Given passage —
────────────────────

Collecting seal scat may be the best way to see how many salmon are being eaten by marine mammals.

The Nisqually Indian Tribe is investigating seal diets in South Sound following the rapid increase of the harbor seal population the past few decades.

In late 2016, tribal researchers began observing marine mammal predation on winter chum salmon on the lower Nisqually River.

Tribal staff are working with the Salish Sea Marine Survival Study to collect scat at three sites, including the mouth of the Nisqually River. Samples are sent to a lab to measure genetic content.

The impacts of marine mammal predation on salmon are potentially serious.

The Nisqually Tribe has fished a complete chum fishery only once in the last seven years, while fishermen have observed marine mammals eating a large number of chum.

“We’re concerned that up to one-third of the incoming chum run is intercepted by seals and sea lions before making it to the spawning grounds,” said David Troutt,the tribe’s natural resources director.

The tribe also has partnered with Washington Department of Fish and Wildlife, and the National Oceanic and Atmospheric Administration to study Nisqually steelhead survival rates by tracking harbor seal predation. The partners inserted acoustic tags in steelhead and attached receivers onto harbor seals.

────────────────────

Available data —
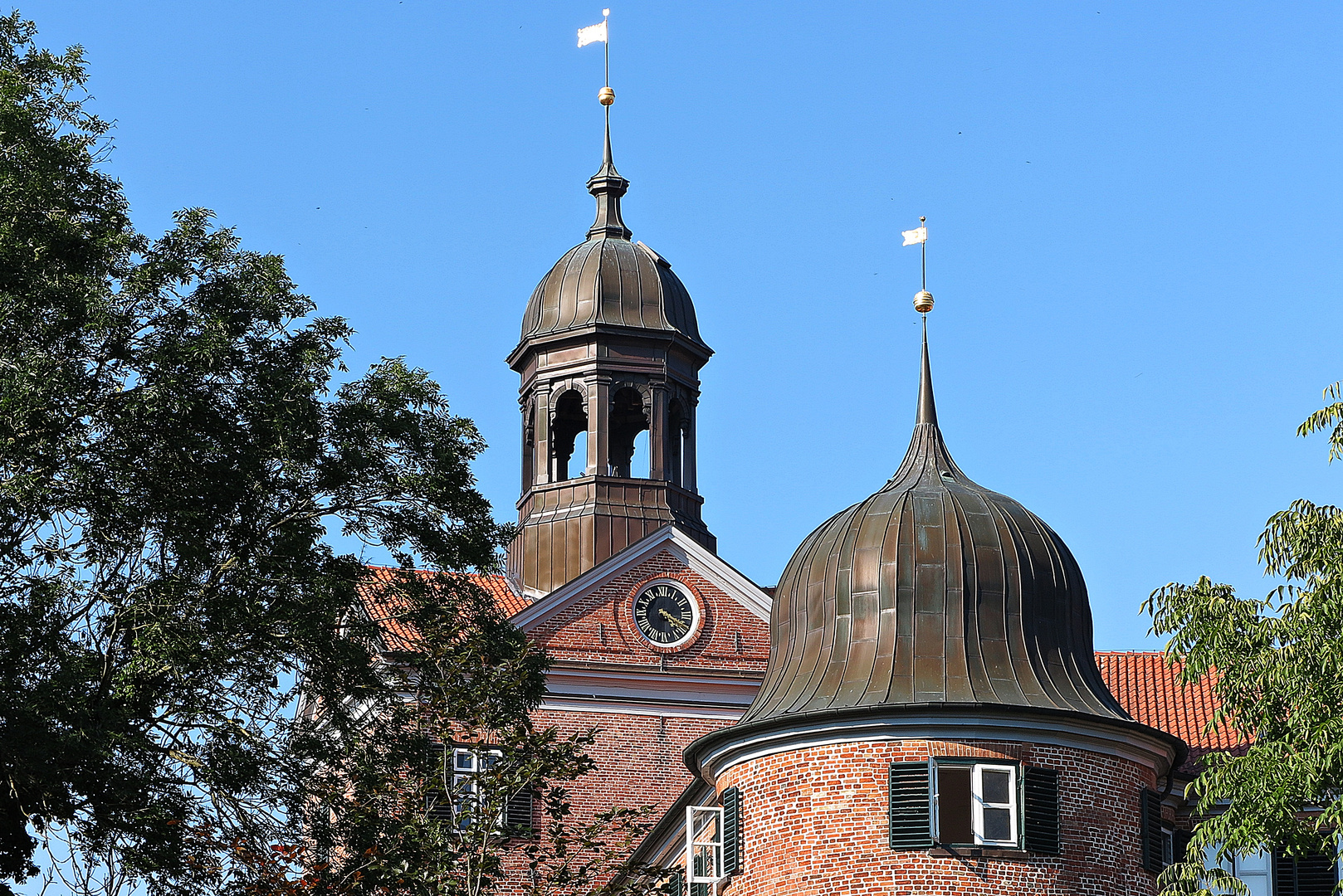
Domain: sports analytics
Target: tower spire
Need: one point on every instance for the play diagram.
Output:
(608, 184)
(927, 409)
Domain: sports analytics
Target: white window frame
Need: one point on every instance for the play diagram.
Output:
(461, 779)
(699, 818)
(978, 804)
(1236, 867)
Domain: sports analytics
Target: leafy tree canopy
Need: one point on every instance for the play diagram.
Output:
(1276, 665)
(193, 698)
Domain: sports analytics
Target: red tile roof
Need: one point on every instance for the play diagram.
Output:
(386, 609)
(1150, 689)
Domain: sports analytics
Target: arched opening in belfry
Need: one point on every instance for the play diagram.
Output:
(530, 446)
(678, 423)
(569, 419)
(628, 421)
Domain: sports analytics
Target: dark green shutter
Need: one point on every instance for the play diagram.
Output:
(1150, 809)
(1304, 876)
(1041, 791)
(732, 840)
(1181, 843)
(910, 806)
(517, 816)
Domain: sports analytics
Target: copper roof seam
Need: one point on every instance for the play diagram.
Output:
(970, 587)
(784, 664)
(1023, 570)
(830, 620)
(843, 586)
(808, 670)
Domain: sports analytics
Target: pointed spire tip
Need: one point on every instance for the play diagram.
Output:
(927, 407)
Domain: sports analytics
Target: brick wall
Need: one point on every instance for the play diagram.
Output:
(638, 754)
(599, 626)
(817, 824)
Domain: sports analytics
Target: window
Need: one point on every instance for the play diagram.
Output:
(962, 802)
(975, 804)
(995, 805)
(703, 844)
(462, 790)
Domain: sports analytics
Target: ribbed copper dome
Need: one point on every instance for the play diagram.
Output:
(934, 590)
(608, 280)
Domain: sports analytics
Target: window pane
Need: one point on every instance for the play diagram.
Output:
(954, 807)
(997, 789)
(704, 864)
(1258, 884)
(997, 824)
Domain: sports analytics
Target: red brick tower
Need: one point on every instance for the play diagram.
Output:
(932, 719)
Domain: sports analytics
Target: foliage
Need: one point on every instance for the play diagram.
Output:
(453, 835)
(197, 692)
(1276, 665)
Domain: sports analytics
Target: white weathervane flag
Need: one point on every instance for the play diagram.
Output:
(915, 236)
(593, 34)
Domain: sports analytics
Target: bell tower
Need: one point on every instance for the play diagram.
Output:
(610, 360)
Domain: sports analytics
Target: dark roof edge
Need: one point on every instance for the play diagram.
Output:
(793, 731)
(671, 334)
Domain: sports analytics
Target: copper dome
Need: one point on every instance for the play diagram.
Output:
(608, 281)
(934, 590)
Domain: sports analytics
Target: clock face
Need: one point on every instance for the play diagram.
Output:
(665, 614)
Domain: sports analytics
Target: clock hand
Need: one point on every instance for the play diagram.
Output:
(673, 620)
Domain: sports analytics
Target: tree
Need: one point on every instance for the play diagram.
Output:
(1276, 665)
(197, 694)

────────────────────

Work order 1 — According to the article on Nisqually seal diet research, how many times has the Nisqually Tribe fished a complete chum fishery in the last seven years?
Work order 2 — Carry on the article about the Nisqually Tribe's seal predation research from the point where it ends.

Response box 1 — Only once.

Response box 2 —
So far, researchers have found that the presence of other predators and prey might benefit salmon and steelhead. “In the places we knew there was orca activity, there was steelhead survival,” Troutt said. “We think the orcas either ate a lot of seals or chased them away and affected their behavior, resulting in more steelhead making it out to the ocean.”

Based on data from the acoustic tagging project, salmon and steelhead survival increased last year while seals apparently pursued anchovies.

“We want to see if that was a normal year, or if we were seeing something in isolation,” Troutt said. “By analyzing marine mammal scat and tracking Puget Sound survival of steelhead, we will get a much better idea of what makes up their diet and if they’re limiting salmon productivity.”